→ What the task asks
In the diary entry, what formation might Slade have to switch to because of the shortage of strikers?

→ Passage shown
+---+
Cod Almighty | Diary
Diary - Friday 19 November 2004
19 November 2004
You lookin' at me?
Good. This is Special Guest Diary reporting for duty, and today's big news is that an unnamed Russell Slade has failed in his unnamed attempt to sign an unnamed striker from an unnamed club. Apparently this striker was really good and would have scored fifty billion goals and built us a new stadium, but that's not going to happen now. We do need a striker though and according to the GrimTel, fans have been heard saying: "Oi, Slades you mupet, why haven't you signed Daryl Clare or summat he would score a big bagful of goals for us every game. You should be sacked or something." Russell reckons we can't afford him anyway - wages is one thing, but to keep that lad topped up with Mars Bars would ruin the club.
So, given the lack of strikers it looks like Slade may have to switch to a 4-4-2. This isn't such a bad thing now, thinks our Russ - in fact, he's gushing at the mere thought of it. Apparently he loves a good old bit of 4-4-2 and reckons all good teams like Arsenal, Chelsea and Scunthorpe play that formation. I lied about that last one, if I'm being honest.
+---+
→ Supplied information
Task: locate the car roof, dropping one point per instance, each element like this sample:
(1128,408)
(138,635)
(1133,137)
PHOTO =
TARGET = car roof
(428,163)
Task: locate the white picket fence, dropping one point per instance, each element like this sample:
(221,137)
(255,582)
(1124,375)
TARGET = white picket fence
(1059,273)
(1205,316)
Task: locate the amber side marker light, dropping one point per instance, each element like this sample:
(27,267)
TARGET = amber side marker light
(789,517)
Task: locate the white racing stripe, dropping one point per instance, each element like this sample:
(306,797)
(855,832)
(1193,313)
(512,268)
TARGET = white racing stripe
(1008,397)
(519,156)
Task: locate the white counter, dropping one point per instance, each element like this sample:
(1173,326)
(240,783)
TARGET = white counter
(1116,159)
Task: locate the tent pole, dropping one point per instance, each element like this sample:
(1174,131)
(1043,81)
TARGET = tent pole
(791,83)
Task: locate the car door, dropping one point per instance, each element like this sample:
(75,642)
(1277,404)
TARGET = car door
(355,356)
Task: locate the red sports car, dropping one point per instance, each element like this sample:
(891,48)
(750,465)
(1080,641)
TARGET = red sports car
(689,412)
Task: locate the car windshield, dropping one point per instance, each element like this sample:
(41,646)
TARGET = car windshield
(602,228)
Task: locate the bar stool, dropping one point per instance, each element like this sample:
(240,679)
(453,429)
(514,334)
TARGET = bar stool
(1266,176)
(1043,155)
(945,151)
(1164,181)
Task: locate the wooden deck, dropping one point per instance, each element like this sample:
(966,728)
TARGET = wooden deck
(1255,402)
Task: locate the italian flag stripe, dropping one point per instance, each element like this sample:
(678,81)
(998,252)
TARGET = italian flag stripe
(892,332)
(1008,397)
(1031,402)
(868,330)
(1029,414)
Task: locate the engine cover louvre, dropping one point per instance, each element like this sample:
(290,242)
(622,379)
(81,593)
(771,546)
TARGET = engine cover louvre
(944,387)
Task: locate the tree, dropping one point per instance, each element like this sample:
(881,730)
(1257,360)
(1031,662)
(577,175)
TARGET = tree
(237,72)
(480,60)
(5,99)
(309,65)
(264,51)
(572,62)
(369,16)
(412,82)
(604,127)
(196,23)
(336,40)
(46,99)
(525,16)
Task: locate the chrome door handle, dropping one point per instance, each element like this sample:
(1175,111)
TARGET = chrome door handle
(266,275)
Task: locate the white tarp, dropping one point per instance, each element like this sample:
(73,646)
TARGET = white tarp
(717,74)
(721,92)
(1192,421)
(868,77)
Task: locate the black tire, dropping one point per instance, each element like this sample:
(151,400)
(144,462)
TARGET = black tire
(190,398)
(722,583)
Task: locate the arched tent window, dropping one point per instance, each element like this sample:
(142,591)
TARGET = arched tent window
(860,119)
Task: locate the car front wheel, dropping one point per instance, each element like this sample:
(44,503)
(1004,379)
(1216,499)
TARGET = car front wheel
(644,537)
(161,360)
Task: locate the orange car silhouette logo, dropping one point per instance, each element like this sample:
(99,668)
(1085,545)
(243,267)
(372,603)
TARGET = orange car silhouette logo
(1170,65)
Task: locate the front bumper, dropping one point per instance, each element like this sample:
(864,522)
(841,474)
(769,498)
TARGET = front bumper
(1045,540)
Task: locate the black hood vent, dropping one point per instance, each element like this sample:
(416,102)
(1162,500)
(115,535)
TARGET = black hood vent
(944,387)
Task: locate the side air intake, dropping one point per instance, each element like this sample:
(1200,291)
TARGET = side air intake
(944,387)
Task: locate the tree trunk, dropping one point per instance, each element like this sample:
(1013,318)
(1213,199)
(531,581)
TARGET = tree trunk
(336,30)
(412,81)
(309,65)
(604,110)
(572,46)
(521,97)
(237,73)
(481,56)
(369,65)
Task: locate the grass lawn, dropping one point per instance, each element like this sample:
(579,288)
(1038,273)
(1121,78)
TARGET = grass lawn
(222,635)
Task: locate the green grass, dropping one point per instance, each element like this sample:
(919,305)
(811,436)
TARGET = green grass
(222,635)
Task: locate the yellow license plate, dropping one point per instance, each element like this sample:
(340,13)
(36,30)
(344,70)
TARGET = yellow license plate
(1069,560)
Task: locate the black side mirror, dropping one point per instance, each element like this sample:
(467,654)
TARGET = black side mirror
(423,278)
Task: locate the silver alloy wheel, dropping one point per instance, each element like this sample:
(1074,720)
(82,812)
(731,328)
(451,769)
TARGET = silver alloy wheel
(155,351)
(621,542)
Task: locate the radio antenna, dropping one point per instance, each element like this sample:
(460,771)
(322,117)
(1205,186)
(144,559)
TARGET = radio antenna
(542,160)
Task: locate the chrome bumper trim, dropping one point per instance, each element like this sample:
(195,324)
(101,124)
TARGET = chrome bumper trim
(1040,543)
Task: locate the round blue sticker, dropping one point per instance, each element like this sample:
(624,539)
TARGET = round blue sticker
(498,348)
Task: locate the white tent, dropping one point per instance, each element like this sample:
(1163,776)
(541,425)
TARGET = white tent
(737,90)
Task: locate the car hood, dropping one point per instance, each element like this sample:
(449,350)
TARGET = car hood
+---+
→ Full output
A 4-4-2.